Data for the task:
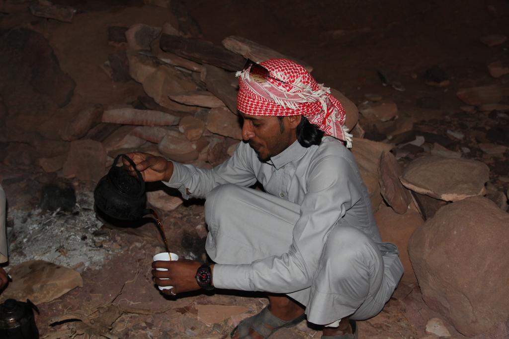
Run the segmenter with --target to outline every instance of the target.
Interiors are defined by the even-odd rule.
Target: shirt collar
[[[301,145],[298,140],[295,140],[285,150],[271,158],[270,162],[276,169],[278,170],[287,164],[302,158],[307,149]]]

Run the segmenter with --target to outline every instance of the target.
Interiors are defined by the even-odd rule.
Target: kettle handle
[[[136,175],[138,176],[138,179],[142,183],[142,190],[140,191],[140,194],[143,194],[143,193],[145,192],[145,180],[143,179],[143,177],[142,176],[142,173],[139,172],[139,171],[136,169],[136,164],[134,164],[134,162],[132,161],[132,159],[125,154],[119,154],[117,156],[117,158],[115,158],[115,160],[113,161],[113,165],[111,166],[117,166],[117,163],[118,162],[119,159],[120,159],[121,157],[128,161],[129,163],[131,164],[131,166],[132,166],[132,168],[134,169],[134,171],[136,172]]]

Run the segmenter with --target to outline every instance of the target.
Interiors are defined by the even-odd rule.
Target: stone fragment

What to do:
Reproduce all of the material above with every occurrence of "even-odd rule" changed to "nonzero winding rule" and everything else left unchanged. Omit the pictures from your reproduction.

Result of this exercise:
Run the segmenter with --target to outline every instance of the target.
Interiors are defined by the nonzero winding rule.
Target: shirt collar
[[[301,145],[298,140],[295,140],[285,150],[271,158],[270,162],[276,169],[278,170],[287,164],[302,158],[307,149]]]

Run the segmenter with --target to outline every instance of the target.
Interiors are defined by the nonzero winding rule.
Target: kettle handle
[[[136,175],[138,176],[138,179],[142,183],[142,190],[140,191],[140,194],[143,194],[143,193],[145,192],[145,180],[143,179],[143,177],[142,176],[142,173],[139,172],[139,171],[136,169],[136,164],[134,164],[134,162],[132,161],[132,159],[125,154],[119,154],[117,156],[117,158],[115,158],[115,160],[113,161],[113,165],[111,166],[117,166],[117,163],[118,162],[119,159],[120,159],[121,157],[128,161],[129,163],[131,164],[131,166],[132,166],[132,168],[134,169],[134,171],[136,172]]]

Run the segmenter with --target to outline every instance of the target.
Interiors are defined by the nonzero winding rule.
Target: stone fragment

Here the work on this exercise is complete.